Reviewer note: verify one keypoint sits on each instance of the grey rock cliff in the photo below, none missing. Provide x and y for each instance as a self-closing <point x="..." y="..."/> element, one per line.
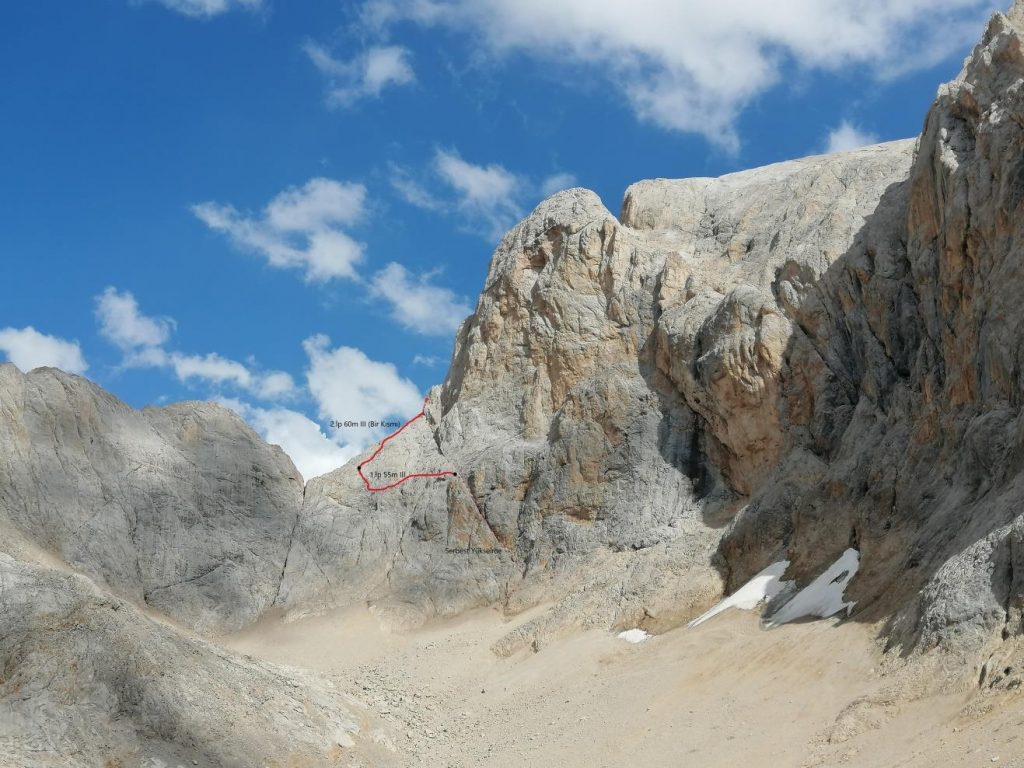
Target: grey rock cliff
<point x="183" y="508"/>
<point x="643" y="412"/>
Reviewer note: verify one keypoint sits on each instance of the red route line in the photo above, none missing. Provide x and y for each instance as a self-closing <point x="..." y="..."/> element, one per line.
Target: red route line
<point x="380" y="448"/>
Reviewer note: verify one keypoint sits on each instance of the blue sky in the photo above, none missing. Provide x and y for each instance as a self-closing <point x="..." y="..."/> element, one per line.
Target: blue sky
<point x="289" y="206"/>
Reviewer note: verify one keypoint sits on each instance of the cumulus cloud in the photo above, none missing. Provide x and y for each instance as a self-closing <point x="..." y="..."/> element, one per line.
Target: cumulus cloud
<point x="142" y="340"/>
<point x="485" y="193"/>
<point x="847" y="136"/>
<point x="28" y="348"/>
<point x="348" y="385"/>
<point x="690" y="66"/>
<point x="488" y="199"/>
<point x="417" y="304"/>
<point x="345" y="385"/>
<point x="300" y="228"/>
<point x="556" y="183"/>
<point x="209" y="8"/>
<point x="123" y="324"/>
<point x="312" y="452"/>
<point x="366" y="76"/>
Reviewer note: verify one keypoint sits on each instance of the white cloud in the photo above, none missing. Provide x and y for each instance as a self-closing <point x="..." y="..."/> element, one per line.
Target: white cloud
<point x="847" y="136"/>
<point x="348" y="385"/>
<point x="213" y="369"/>
<point x="556" y="183"/>
<point x="365" y="76"/>
<point x="299" y="228"/>
<point x="489" y="199"/>
<point x="693" y="67"/>
<point x="122" y="324"/>
<point x="312" y="452"/>
<point x="486" y="193"/>
<point x="28" y="348"/>
<point x="209" y="8"/>
<point x="142" y="340"/>
<point x="418" y="305"/>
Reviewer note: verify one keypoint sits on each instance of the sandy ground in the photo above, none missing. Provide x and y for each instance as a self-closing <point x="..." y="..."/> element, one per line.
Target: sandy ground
<point x="727" y="693"/>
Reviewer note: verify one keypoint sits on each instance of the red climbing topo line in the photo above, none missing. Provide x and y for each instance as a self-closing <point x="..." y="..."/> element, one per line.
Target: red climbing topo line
<point x="407" y="477"/>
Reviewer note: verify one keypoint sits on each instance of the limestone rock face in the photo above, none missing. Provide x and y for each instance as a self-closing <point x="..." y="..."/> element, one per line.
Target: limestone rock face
<point x="182" y="508"/>
<point x="611" y="401"/>
<point x="641" y="413"/>
<point x="87" y="681"/>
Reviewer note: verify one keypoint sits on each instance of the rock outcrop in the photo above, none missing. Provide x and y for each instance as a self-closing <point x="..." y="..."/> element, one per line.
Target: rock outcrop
<point x="183" y="508"/>
<point x="641" y="413"/>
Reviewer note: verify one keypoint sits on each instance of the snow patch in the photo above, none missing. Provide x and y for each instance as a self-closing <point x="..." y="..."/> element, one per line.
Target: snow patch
<point x="633" y="636"/>
<point x="823" y="596"/>
<point x="763" y="587"/>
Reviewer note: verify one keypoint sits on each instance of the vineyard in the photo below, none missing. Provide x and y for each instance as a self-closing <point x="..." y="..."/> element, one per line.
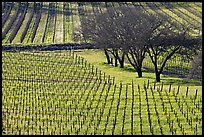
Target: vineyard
<point x="48" y="88"/>
<point x="61" y="93"/>
<point x="59" y="22"/>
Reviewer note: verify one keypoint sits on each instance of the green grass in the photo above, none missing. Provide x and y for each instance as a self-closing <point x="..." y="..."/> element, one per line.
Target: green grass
<point x="49" y="93"/>
<point x="127" y="74"/>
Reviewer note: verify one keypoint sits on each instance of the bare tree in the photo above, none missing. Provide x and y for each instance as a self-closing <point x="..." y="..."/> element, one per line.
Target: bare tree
<point x="196" y="69"/>
<point x="165" y="41"/>
<point x="117" y="31"/>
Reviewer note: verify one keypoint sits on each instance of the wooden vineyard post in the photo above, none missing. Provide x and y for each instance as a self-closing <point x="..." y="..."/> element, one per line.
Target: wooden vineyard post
<point x="162" y="86"/>
<point x="186" y="91"/>
<point x="154" y="84"/>
<point x="178" y="90"/>
<point x="96" y="71"/>
<point x="132" y="121"/>
<point x="147" y="83"/>
<point x="140" y="110"/>
<point x="169" y="88"/>
<point x="196" y="94"/>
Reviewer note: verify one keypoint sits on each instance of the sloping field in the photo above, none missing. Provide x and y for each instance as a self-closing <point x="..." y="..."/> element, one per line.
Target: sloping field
<point x="57" y="92"/>
<point x="59" y="22"/>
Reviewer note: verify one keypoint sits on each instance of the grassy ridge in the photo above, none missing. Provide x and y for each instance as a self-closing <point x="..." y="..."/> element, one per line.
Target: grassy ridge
<point x="56" y="92"/>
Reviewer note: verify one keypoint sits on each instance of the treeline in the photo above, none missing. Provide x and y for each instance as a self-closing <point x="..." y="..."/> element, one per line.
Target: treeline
<point x="130" y="32"/>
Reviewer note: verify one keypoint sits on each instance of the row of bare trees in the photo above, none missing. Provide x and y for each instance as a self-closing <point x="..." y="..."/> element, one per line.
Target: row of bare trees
<point x="132" y="33"/>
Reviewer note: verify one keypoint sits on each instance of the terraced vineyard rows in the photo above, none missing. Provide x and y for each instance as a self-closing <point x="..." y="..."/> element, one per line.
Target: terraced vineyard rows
<point x="47" y="89"/>
<point x="66" y="16"/>
<point x="58" y="92"/>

----------

Problem details »
A single number is the expected answer: how many lines of the entries contain "below".

Solution to this task »
2